Exercise: Can you reproduce all the rows below, renaming "Objective" to "Goal" and leaving everything else unchanged?

(Point labeling rows)
************
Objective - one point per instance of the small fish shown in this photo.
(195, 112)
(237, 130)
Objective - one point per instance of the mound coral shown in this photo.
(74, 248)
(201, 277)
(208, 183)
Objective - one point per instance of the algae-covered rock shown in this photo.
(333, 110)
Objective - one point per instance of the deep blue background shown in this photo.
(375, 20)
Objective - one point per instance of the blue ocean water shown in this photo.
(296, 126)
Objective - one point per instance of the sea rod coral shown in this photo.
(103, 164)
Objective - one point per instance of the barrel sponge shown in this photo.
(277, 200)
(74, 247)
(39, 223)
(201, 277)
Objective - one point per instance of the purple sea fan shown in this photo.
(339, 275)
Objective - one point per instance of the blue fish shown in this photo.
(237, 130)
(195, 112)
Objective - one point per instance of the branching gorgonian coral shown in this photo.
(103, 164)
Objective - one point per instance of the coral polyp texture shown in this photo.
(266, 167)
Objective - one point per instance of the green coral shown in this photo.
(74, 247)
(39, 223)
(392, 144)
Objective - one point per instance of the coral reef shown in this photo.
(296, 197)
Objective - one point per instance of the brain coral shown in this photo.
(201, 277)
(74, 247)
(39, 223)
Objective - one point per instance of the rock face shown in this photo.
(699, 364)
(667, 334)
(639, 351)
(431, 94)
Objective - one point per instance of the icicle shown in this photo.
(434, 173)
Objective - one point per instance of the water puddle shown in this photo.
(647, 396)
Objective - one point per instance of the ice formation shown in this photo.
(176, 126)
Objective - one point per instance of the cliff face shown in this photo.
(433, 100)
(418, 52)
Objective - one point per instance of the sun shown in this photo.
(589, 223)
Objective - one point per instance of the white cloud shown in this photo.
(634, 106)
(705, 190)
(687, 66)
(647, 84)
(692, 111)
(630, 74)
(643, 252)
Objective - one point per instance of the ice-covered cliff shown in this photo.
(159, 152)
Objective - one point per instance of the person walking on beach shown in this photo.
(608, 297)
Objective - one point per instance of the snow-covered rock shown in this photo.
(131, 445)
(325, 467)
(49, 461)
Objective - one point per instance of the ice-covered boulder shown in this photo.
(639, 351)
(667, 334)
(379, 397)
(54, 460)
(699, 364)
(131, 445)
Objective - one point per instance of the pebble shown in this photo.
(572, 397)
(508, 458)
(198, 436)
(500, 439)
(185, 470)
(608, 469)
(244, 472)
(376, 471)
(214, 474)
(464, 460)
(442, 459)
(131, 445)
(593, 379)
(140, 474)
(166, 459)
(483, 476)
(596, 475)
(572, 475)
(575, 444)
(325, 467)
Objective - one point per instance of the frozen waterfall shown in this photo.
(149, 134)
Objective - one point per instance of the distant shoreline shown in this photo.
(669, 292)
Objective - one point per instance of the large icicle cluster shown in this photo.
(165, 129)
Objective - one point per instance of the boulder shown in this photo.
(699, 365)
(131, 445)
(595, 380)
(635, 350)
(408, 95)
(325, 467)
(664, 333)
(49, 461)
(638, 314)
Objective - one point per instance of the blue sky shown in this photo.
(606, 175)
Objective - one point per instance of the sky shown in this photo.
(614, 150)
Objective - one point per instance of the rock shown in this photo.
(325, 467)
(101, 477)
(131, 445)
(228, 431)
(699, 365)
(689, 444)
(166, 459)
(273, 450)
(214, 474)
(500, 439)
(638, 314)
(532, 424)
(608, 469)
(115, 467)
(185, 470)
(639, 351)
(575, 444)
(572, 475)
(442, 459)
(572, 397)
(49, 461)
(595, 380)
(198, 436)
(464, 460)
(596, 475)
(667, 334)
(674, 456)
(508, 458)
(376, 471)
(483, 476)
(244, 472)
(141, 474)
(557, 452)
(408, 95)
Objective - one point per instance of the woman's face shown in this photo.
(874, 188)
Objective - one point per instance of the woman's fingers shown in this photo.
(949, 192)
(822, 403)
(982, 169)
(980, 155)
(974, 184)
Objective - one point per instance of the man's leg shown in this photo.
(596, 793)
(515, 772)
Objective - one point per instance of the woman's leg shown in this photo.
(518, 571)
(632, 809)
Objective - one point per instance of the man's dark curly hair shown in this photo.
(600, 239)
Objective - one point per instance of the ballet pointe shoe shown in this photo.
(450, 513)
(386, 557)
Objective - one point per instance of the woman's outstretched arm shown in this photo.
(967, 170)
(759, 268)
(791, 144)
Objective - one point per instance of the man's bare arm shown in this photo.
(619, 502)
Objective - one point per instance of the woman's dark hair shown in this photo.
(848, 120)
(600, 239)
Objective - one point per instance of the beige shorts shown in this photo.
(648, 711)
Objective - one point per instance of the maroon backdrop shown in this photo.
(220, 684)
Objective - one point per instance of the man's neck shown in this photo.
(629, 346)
************
Output below:
Goal - one point per instance of the small fish shown in this photo.
(195, 112)
(237, 130)
Goal - one point per instance of the mound coral shown in this photo.
(74, 248)
(201, 277)
(208, 183)
Goal - one point per instance of the algae-covered rock shown in this photo.
(333, 110)
Goal - one point per instance of the deep blue background shown in this photo.
(375, 20)
Goal - one point per instance of the blue ocean water shown in this photo.
(296, 126)
Goal - one point per instance of the sea rod coral shown in this photo.
(103, 164)
Goal - one point per instance of the barrel sponge shown in this photo.
(277, 200)
(74, 247)
(39, 223)
(201, 277)
Goal - one point per instance of the purple sea fan shown in this photo.
(339, 275)
Goal - one point per instance of the blue fish shown in this photo.
(237, 130)
(195, 112)
Goal - one point per instance of the branching gorgonian coral shown in this photo.
(103, 164)
Goal - one point per instance of the coral polyp texture shown in this photo.
(266, 167)
Goal - one point per instance of the green coral shown in this photo.
(74, 247)
(39, 223)
(392, 144)
Goal - one point per instance of the coral reef shown in this photo.
(296, 197)
Goal - one point per instance of the brain coral shown in this photo.
(201, 277)
(74, 247)
(39, 223)
Goal - one point per instance of the rock face shown in this photo.
(699, 364)
(667, 334)
(639, 351)
(431, 94)
Goal - one point per instance of the icicle shown in this photo.
(434, 173)
Goal - one point per instance of the water puddle shown in this photo.
(647, 396)
Goal - one point per instance of the ice formation shown in this photo.
(176, 126)
Goal - one point per instance of the cliff face shown in this photo.
(433, 100)
(418, 52)
Goal - one point per instance of the sun shown in this photo.
(589, 223)
Goal - one point per instance of the white cloud shown in this photo.
(634, 106)
(705, 190)
(687, 66)
(647, 84)
(692, 111)
(630, 74)
(643, 252)
Goal - one point per instance of the ice-covered cliff shown in this photo.
(159, 152)
Goal - one point per instance of the person walking on beach shown in this photo.
(608, 297)
Goal - one point per instance of the snow-covered rock shown in this photo.
(131, 445)
(325, 467)
(49, 461)
Goal - one point per instance of the ice-covered boulder shown in this photo.
(639, 351)
(667, 334)
(379, 397)
(54, 460)
(699, 364)
(131, 445)
Goal - one point per instance of the pebble shown in this photo.
(572, 397)
(508, 458)
(198, 436)
(500, 439)
(185, 470)
(608, 469)
(244, 472)
(376, 471)
(214, 474)
(464, 460)
(442, 459)
(131, 445)
(593, 379)
(140, 474)
(166, 459)
(483, 476)
(596, 475)
(572, 475)
(575, 444)
(325, 467)
Goal - one point per instance of the frozen waterfall shown in this photo.
(149, 134)
Goal - one point per instance of the distant shoreline shown in this photo.
(669, 292)
Goal - one point per instance of the large icicle cluster shown in this photo.
(165, 129)
Goal - one point per instance of the boulder shown in this photo.
(699, 365)
(131, 445)
(595, 380)
(635, 350)
(408, 95)
(325, 467)
(664, 333)
(49, 461)
(638, 314)
Goal - one point per instance of the blue sky shown in this photo.
(606, 175)
Goal - one point per instance of the sky shown in this photo.
(614, 150)
Goal - one point per instance of the rock shown in this photo.
(325, 467)
(101, 477)
(131, 445)
(228, 431)
(699, 365)
(689, 444)
(166, 459)
(273, 450)
(214, 474)
(500, 439)
(638, 314)
(532, 424)
(608, 469)
(115, 467)
(185, 470)
(639, 351)
(575, 444)
(572, 475)
(442, 459)
(572, 397)
(49, 461)
(595, 380)
(198, 436)
(464, 460)
(596, 475)
(667, 334)
(674, 456)
(508, 458)
(376, 471)
(483, 476)
(244, 472)
(141, 474)
(557, 452)
(408, 95)
Goal - one point per instance of the woman's face shown in this photo.
(874, 188)
Goal - one point per instance of the woman's fingers shown in this photo.
(949, 192)
(822, 403)
(982, 169)
(980, 155)
(974, 184)
Goal - one point per instance of the man's leg shown in this photo.
(596, 793)
(515, 772)
Goal - one point per instance of the woman's leg shown in this photo.
(518, 571)
(632, 809)
Goal - one point per instance of the man's dark curly hair shown in this photo.
(600, 239)
Goal - one point per instance of the ballet pointe shoe shown in this photo.
(450, 513)
(386, 557)
Goal - one point per instance of the woman's outstretched arm shown in this photo.
(967, 170)
(759, 268)
(791, 144)
Goal - one point per instance of the man's bare arm shown in this photo.
(619, 502)
Goal - one point per instance of the woman's dark hair shown in this photo.
(848, 120)
(600, 239)
Goal - one point per instance of the beige shorts shown in this photo.
(648, 711)
Goal - one point per instance of the maroon backdrop shown in this photo.
(220, 684)
Goal - one point per instance of the man's neck shown in this photo.
(629, 346)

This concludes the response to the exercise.